TRECHO SELECIONADO:
⟨

Mal passava das seis horas da manhã.

Eu tinha aberto o olho um segundo antes.

Peguei o celular para olhar as horas e senti sua vibração indicando a chegada de um recado.

Vi o nome da minha amiga escorregando na tela e, dado o horário, resolvi olhar – podia ser algo importante ou grave.

Mesmo que ainda não totalmente desperta, abri o aplicativo.

A mensagem não continha cumprimentos ou preâmbulo.

Era objetiva e direta:

- Amiga, tal pessoa quer saber quando vai passar a ser um por semana. Ela não tá dando conta.

Depois do dito, nenhuma carinha daquelas, os emotions, indicando brincadeira, ironia, amenizando uma verdade dita, que fosse. Nada.

Não havia subterfúgios. O que estava dito era aquilo mesmo.

Tive que acordar para refletir.

⟩

ITENS:
⟨

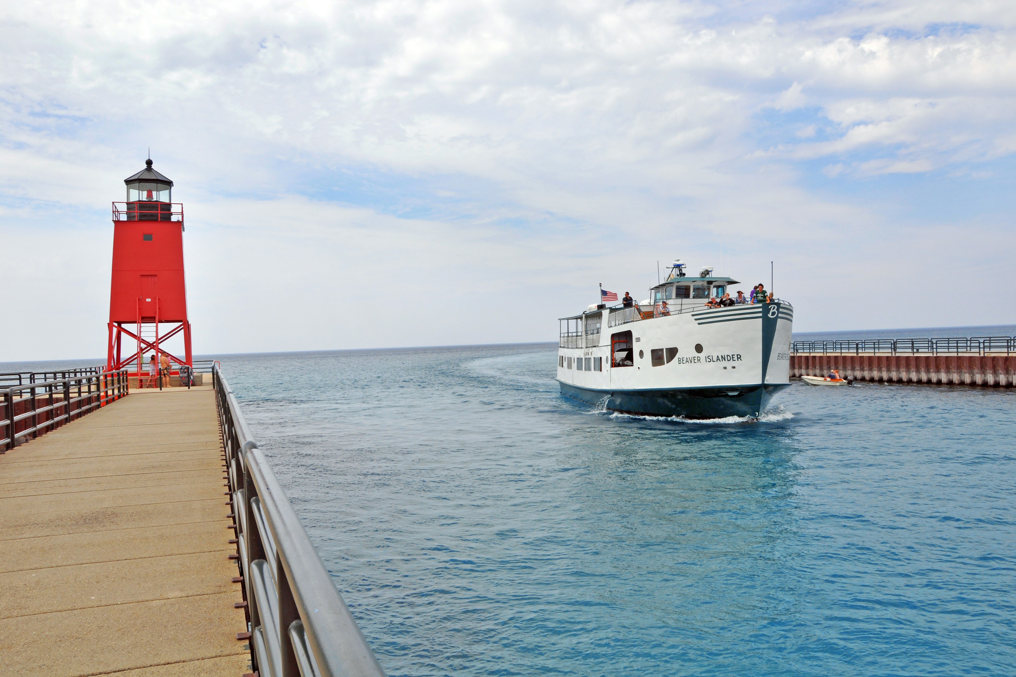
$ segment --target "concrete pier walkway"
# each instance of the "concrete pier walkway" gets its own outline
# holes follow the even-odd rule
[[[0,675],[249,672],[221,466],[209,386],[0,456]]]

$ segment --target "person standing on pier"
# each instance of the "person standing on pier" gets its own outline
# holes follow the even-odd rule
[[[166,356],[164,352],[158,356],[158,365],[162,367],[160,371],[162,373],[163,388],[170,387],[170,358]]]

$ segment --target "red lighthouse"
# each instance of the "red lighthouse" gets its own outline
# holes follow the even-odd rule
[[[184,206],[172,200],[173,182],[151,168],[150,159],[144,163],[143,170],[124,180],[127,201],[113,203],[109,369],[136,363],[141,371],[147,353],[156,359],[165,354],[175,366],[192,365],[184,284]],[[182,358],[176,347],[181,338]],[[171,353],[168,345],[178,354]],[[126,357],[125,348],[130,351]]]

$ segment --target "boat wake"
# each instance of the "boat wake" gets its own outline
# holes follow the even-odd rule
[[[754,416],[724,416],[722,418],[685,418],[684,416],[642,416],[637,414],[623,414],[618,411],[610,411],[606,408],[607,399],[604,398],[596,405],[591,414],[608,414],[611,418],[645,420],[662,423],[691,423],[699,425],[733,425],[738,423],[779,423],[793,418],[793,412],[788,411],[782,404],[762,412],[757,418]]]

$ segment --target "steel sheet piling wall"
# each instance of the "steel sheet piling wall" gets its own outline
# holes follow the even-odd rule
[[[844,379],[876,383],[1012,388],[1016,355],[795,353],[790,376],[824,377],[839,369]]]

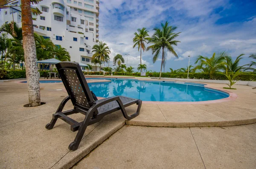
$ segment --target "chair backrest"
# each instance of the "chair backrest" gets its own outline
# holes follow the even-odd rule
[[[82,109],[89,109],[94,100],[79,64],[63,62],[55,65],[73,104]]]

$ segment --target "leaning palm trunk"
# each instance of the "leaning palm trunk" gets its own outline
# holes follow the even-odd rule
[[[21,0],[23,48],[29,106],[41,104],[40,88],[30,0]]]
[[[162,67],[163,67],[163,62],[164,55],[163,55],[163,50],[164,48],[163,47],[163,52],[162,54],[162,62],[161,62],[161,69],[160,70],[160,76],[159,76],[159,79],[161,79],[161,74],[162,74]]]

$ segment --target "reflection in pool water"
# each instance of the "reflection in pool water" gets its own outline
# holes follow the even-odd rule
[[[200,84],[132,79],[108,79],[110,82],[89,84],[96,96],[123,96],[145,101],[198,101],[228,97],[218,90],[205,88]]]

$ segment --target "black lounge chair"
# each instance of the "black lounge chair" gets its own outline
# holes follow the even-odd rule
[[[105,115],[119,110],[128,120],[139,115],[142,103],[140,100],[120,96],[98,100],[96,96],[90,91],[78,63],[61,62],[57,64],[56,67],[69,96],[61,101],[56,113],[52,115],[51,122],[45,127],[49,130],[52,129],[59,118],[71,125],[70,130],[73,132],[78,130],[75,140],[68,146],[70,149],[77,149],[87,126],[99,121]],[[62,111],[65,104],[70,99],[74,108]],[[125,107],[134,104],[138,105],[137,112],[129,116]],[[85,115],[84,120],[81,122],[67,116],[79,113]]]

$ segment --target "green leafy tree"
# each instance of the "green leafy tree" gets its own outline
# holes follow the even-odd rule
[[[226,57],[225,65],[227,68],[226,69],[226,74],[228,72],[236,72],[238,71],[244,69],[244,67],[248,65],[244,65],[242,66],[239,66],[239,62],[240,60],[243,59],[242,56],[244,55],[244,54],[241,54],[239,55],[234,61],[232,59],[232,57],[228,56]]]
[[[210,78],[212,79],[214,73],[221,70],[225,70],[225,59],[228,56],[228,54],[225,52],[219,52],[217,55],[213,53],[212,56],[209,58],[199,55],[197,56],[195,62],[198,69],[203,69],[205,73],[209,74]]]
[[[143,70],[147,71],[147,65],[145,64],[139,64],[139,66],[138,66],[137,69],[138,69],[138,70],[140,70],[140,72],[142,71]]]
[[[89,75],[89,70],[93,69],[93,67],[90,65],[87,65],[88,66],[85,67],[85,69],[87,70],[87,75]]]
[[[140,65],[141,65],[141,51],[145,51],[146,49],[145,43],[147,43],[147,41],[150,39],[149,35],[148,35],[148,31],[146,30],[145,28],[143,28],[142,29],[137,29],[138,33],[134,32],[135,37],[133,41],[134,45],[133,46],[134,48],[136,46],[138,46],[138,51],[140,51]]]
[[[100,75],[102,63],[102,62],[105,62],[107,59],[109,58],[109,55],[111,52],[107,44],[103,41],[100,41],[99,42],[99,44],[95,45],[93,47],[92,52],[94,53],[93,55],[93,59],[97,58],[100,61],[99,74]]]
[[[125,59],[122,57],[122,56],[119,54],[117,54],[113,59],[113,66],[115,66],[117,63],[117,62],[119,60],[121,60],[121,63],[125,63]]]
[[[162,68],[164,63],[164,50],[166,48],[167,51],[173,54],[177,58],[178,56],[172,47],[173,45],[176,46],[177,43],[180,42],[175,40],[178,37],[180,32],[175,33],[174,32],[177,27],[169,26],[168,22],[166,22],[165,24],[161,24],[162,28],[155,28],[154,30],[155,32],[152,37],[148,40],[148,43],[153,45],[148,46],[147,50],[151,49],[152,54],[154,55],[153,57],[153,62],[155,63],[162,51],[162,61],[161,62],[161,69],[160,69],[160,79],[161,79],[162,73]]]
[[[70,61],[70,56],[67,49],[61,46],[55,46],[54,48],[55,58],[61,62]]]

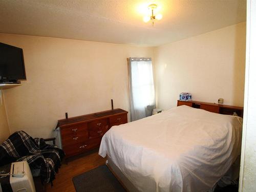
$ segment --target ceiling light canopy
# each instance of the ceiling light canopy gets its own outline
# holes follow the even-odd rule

⟩
⟨

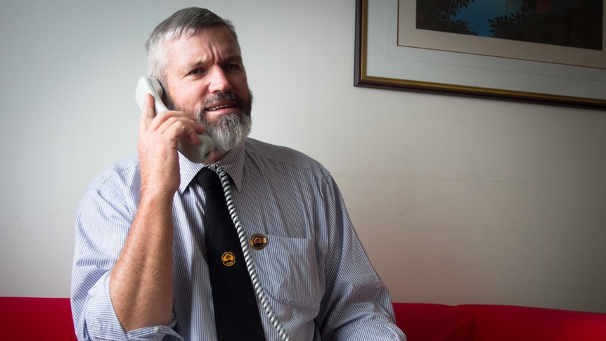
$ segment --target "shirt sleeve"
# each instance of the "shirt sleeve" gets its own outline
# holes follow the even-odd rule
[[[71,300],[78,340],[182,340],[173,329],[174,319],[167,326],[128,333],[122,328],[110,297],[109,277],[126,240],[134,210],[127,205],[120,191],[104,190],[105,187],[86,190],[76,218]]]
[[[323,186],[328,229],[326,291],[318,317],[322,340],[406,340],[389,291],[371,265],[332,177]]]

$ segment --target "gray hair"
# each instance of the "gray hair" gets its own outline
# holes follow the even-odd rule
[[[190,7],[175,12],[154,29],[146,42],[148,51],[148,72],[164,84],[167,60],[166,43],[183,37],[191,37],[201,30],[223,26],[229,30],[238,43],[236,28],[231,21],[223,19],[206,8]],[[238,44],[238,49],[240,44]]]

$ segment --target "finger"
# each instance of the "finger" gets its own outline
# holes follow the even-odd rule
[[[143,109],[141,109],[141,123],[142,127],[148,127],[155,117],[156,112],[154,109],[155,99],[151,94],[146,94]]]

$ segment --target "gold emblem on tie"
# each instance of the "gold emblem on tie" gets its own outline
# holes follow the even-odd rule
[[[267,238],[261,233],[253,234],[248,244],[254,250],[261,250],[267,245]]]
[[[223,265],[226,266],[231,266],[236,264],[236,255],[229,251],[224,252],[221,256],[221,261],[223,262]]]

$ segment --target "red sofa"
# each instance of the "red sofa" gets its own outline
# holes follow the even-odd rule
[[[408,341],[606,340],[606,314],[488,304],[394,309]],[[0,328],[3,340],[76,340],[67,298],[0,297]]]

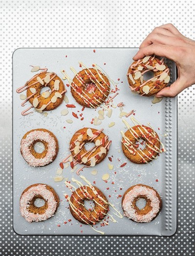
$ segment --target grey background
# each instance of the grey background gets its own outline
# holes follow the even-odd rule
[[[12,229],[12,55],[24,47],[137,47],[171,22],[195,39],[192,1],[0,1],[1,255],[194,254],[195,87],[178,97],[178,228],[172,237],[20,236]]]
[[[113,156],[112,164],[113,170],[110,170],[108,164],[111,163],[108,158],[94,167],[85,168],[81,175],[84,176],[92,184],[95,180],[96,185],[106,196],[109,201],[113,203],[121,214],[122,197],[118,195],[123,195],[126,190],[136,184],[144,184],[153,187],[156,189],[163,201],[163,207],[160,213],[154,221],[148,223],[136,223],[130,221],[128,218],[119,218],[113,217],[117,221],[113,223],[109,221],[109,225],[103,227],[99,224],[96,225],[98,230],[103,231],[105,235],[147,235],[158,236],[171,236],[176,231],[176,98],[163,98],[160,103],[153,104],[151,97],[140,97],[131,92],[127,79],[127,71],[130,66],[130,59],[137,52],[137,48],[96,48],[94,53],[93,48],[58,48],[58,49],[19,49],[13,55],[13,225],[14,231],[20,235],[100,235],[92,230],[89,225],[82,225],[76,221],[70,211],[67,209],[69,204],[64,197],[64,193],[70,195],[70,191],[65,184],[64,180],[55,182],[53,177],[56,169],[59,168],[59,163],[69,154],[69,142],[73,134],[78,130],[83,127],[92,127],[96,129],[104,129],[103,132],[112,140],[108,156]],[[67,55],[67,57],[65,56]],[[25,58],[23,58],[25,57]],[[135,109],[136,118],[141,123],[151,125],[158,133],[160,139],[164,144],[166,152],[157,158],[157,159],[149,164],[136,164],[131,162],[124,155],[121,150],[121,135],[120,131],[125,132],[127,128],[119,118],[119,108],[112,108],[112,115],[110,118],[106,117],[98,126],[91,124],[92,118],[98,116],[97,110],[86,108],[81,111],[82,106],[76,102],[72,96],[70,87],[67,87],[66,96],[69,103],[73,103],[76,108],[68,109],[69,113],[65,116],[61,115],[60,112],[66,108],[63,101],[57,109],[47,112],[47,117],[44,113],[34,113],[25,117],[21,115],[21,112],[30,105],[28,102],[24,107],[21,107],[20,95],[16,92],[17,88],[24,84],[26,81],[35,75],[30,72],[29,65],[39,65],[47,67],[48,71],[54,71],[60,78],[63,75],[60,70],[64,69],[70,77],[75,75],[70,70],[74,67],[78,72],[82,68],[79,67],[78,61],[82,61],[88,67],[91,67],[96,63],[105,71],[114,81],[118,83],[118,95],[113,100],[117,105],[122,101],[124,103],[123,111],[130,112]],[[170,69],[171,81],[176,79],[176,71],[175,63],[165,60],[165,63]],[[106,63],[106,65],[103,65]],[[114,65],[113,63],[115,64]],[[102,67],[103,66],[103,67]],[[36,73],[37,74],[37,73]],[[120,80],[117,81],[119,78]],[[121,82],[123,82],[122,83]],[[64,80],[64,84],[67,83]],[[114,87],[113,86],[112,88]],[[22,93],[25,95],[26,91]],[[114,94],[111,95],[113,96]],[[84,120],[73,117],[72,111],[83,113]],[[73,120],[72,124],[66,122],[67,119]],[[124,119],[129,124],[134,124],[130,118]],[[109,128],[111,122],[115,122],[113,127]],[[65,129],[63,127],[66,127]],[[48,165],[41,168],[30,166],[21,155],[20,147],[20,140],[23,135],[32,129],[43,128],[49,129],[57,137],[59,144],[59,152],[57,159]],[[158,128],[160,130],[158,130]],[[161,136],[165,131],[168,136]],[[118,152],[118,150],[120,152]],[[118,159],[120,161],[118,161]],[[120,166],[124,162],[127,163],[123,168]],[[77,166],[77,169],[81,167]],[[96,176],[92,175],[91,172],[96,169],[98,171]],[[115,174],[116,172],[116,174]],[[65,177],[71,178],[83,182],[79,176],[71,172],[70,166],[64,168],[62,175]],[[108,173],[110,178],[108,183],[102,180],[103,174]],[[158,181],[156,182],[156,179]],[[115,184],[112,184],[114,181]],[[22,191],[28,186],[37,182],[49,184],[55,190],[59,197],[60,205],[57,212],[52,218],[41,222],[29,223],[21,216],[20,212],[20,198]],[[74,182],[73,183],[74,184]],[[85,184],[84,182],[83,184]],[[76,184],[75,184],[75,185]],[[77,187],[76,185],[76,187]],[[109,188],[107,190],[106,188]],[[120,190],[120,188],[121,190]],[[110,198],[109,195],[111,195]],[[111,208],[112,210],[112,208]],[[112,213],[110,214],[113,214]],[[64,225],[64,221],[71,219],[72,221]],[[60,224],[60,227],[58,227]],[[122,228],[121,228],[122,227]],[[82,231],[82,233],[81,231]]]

⟩
⟨

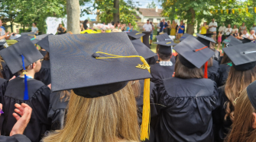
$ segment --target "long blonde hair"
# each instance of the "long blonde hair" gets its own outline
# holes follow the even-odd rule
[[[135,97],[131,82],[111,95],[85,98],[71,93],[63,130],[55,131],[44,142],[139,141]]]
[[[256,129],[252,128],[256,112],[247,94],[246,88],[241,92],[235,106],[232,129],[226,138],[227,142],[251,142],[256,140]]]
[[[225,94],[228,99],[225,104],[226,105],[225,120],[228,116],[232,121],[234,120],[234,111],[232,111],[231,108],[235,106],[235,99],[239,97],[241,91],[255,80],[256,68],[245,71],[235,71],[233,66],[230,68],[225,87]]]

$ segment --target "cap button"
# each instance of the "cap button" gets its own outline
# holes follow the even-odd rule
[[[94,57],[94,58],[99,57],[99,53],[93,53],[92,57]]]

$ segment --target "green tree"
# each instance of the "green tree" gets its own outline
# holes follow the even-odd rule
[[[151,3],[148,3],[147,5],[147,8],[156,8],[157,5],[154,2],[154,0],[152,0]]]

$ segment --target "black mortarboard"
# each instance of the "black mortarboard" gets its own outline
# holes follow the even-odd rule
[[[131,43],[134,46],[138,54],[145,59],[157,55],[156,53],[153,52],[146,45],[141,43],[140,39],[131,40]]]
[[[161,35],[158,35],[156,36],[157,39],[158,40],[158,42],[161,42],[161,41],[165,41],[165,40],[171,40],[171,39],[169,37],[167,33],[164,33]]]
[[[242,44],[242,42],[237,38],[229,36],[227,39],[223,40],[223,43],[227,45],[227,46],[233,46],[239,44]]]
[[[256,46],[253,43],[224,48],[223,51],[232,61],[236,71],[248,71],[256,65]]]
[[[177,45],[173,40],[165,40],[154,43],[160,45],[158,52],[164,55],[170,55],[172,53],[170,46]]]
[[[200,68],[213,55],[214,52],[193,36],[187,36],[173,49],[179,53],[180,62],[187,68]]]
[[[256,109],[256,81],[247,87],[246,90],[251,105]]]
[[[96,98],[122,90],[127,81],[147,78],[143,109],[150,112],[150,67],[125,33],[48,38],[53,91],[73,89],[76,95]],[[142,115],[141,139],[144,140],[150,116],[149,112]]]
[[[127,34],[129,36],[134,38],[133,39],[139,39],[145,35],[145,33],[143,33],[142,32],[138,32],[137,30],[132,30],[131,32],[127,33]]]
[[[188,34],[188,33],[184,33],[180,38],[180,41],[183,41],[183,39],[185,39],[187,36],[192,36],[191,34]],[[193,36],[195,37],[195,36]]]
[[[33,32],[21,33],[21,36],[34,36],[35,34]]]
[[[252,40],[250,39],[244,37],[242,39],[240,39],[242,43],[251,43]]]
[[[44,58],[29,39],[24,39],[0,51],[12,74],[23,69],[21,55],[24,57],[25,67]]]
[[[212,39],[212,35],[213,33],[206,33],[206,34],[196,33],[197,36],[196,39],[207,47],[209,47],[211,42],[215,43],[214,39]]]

⟩

TAREFA OBRIGATÓRIA 1: Extraia do trecho selecionado, sem nenhuma alteração, a parte que começa nas palavras "Mesmo que ainda" e vai até "era aquilo mesmo.", inclusive.
TAREFA OBRIGATÓRIA 2: De acordo com o trecho selecionado, que horas eram quando a mensagem chegou?
TAREFA OBRIGATÓRIA 3: Reescreva de forma mais curta o parágrafo do trecho selecionado que começa com "Vi o nome da minha amiga", mantendo os fatos principais.

RESPOSTA DO EXERCÍCIO 1:
Mesmo que ainda não totalmente desperta, abri o aplicativo.

A mensagem não continha cumprimentos ou preâmbulo.

Era objetiva e direta:

- Amiga, tal pessoa quer saber quando vai passar a ser um por semana. Ela não tá dando conta.

Depois do dito, nenhuma carinha daquelas, os emotions, indicando brincadeira, ironia, amenizando uma verdade dita, que fosse. Nada.

Não havia subterfúgios. O que estava dito era aquilo mesmo.

RESPOSTA DO EXERCÍCIO 2: Mal passava das seis horas da manhã.

RESPOSTA DO EXERCÍCIO 3: Vi o nome da minha amiga na tela e, pelo horário, decidi olhar, porque podia ser algo importante ou grave.